| Problem |
Copy the records word for word. Pictures do not go in.

[Saved entries]
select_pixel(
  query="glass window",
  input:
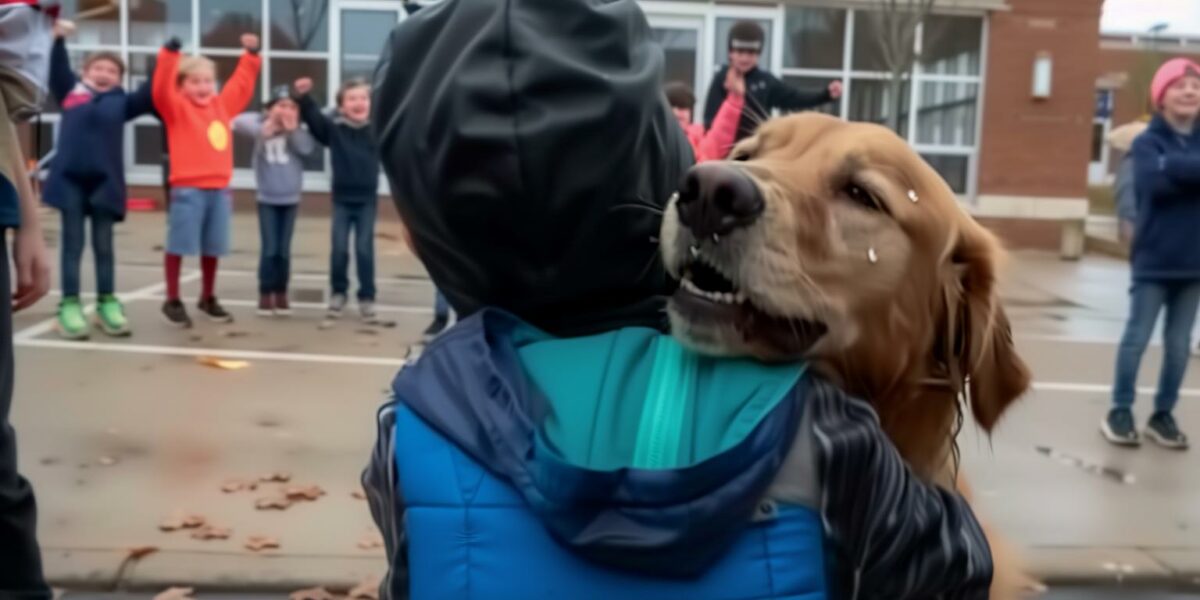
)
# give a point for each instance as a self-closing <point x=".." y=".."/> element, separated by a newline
<point x="223" y="22"/>
<point x="815" y="39"/>
<point x="813" y="85"/>
<point x="871" y="41"/>
<point x="952" y="45"/>
<point x="953" y="168"/>
<point x="947" y="113"/>
<point x="724" y="24"/>
<point x="679" y="46"/>
<point x="100" y="29"/>
<point x="151" y="23"/>
<point x="148" y="144"/>
<point x="364" y="33"/>
<point x="226" y="66"/>
<point x="876" y="101"/>
<point x="300" y="25"/>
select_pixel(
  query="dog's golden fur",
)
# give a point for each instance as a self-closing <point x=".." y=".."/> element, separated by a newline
<point x="861" y="235"/>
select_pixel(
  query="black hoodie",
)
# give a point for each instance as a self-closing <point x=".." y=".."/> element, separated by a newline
<point x="531" y="150"/>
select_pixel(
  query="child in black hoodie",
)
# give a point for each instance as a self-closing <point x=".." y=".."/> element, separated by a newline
<point x="355" y="187"/>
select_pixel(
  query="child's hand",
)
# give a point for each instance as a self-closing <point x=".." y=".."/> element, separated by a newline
<point x="64" y="28"/>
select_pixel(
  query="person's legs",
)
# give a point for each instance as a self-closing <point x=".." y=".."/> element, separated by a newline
<point x="109" y="312"/>
<point x="72" y="323"/>
<point x="21" y="567"/>
<point x="364" y="250"/>
<point x="1182" y="300"/>
<point x="1146" y="300"/>
<point x="215" y="244"/>
<point x="340" y="257"/>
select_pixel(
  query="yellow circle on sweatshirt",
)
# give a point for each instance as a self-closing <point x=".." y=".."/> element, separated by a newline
<point x="219" y="136"/>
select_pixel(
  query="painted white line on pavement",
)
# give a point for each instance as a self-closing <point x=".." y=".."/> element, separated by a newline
<point x="329" y="359"/>
<point x="1098" y="388"/>
<point x="142" y="293"/>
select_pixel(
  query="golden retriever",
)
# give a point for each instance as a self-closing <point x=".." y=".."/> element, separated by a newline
<point x="834" y="243"/>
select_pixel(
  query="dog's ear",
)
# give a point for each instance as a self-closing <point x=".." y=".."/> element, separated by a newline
<point x="981" y="330"/>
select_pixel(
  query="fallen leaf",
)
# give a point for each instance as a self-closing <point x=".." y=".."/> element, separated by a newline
<point x="371" y="541"/>
<point x="180" y="521"/>
<point x="226" y="364"/>
<point x="366" y="591"/>
<point x="261" y="543"/>
<point x="175" y="594"/>
<point x="304" y="492"/>
<point x="237" y="485"/>
<point x="282" y="477"/>
<point x="312" y="594"/>
<point x="273" y="502"/>
<point x="142" y="552"/>
<point x="213" y="533"/>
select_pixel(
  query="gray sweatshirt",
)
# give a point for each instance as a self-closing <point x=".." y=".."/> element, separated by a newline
<point x="279" y="166"/>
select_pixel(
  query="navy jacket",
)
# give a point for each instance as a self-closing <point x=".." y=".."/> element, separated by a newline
<point x="765" y="93"/>
<point x="89" y="150"/>
<point x="885" y="533"/>
<point x="352" y="150"/>
<point x="1167" y="175"/>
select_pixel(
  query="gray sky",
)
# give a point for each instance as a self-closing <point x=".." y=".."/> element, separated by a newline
<point x="1129" y="16"/>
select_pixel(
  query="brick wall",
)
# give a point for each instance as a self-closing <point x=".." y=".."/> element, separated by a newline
<point x="1039" y="147"/>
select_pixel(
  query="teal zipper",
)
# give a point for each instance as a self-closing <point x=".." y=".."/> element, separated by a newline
<point x="671" y="390"/>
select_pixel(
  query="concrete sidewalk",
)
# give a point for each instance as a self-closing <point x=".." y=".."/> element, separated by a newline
<point x="118" y="435"/>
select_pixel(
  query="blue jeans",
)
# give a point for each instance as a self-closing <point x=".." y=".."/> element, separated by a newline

| Expected output |
select_pixel(
  query="glass window",
  input:
)
# give a point for each instance as a self-closing <point x=".." y=".."/> element, separated by a newline
<point x="223" y="22"/>
<point x="815" y="39"/>
<point x="813" y="85"/>
<point x="871" y="41"/>
<point x="952" y="45"/>
<point x="953" y="168"/>
<point x="947" y="113"/>
<point x="724" y="24"/>
<point x="679" y="46"/>
<point x="100" y="29"/>
<point x="151" y="23"/>
<point x="148" y="144"/>
<point x="364" y="33"/>
<point x="226" y="66"/>
<point x="876" y="101"/>
<point x="300" y="25"/>
select_pixel(
  query="dog's golden fur",
)
# give a point for each instance as a self-closing <point x=".." y=".."/> element, separated by a newline
<point x="861" y="235"/>
select_pixel(
  query="black hoodie",
)
# give a point for each instance as a self-closing <point x=".." y=".."/> element, separated by a newline
<point x="531" y="150"/>
select_pixel(
  query="child in black hoodie",
)
# give a point for each instance as a self-closing <point x=".." y=".."/> element, separated by a newline
<point x="355" y="187"/>
select_pixel(
  query="child's hand",
)
# give a point for each instance as a self-closing <point x=".." y=".."/> element, separated by a newline
<point x="64" y="28"/>
select_pixel(
  query="person's legs",
)
# give a point for each instance as a self-closing <point x=".." y=".."/> element, separated by a newline
<point x="109" y="312"/>
<point x="72" y="323"/>
<point x="21" y="567"/>
<point x="364" y="250"/>
<point x="1182" y="300"/>
<point x="1146" y="300"/>
<point x="215" y="244"/>
<point x="340" y="257"/>
select_pixel(
  query="yellow circle on sweatshirt",
)
# give a point for each instance as a self-closing <point x=".." y=".."/> element, separated by a newline
<point x="219" y="136"/>
select_pixel(
  query="painted white line on pavement",
)
# give a point for each instance as a self-closing <point x=".." y=".."/> element, separated by a newline
<point x="329" y="359"/>
<point x="1098" y="388"/>
<point x="142" y="293"/>
select_pixel(
  query="golden retriever",
)
# give a point for each instance as a self-closing <point x=".." y=".."/> element, separated by a newline
<point x="834" y="243"/>
select_pixel(
  query="dog's ear",
)
# give a point for each instance as a self-closing <point x=".." y=".."/> element, separated by a newline
<point x="981" y="330"/>
select_pixel(
  query="fallen leaf",
)
# give a point for each instance as a self-closing <point x=".." y=".."/> element, separated by a newline
<point x="371" y="541"/>
<point x="180" y="521"/>
<point x="226" y="364"/>
<point x="366" y="591"/>
<point x="261" y="543"/>
<point x="175" y="594"/>
<point x="304" y="492"/>
<point x="237" y="485"/>
<point x="282" y="477"/>
<point x="312" y="594"/>
<point x="273" y="502"/>
<point x="142" y="552"/>
<point x="213" y="533"/>
select_pixel(
  query="gray sweatshirt",
)
# give a point for each instance as a self-closing <point x=".." y=".."/> element, separated by a newline
<point x="279" y="166"/>
select_pixel(
  query="navy jacket",
)
# give a point for each instance as a self-closing <point x=".." y=".."/> element, separated by a newline
<point x="765" y="93"/>
<point x="89" y="150"/>
<point x="885" y="533"/>
<point x="352" y="150"/>
<point x="1167" y="175"/>
select_pixel(
  query="gray sky",
)
# give a point for each instance as a self-closing <point x=".." y=".."/> element, separated by a newline
<point x="1129" y="16"/>
select_pixel(
  query="brick wall",
)
# give a point for each instance as a self-closing <point x=".." y=".."/> element, separated by a newline
<point x="1039" y="147"/>
select_pixel(
  query="teal zipper",
)
# give a point for each instance as a self-closing <point x=".." y=".."/> element, separated by a newline
<point x="671" y="390"/>
select_pixel(
  query="concrete sidewalk",
)
# give a point for each instance as a self-closing <point x=".." y=".."/> element, separated by a newline
<point x="118" y="435"/>
select_pixel(
  query="blue jeans",
)
# give a point for each instance as a self-closing <point x=".." y=".."/> element, separated by a newline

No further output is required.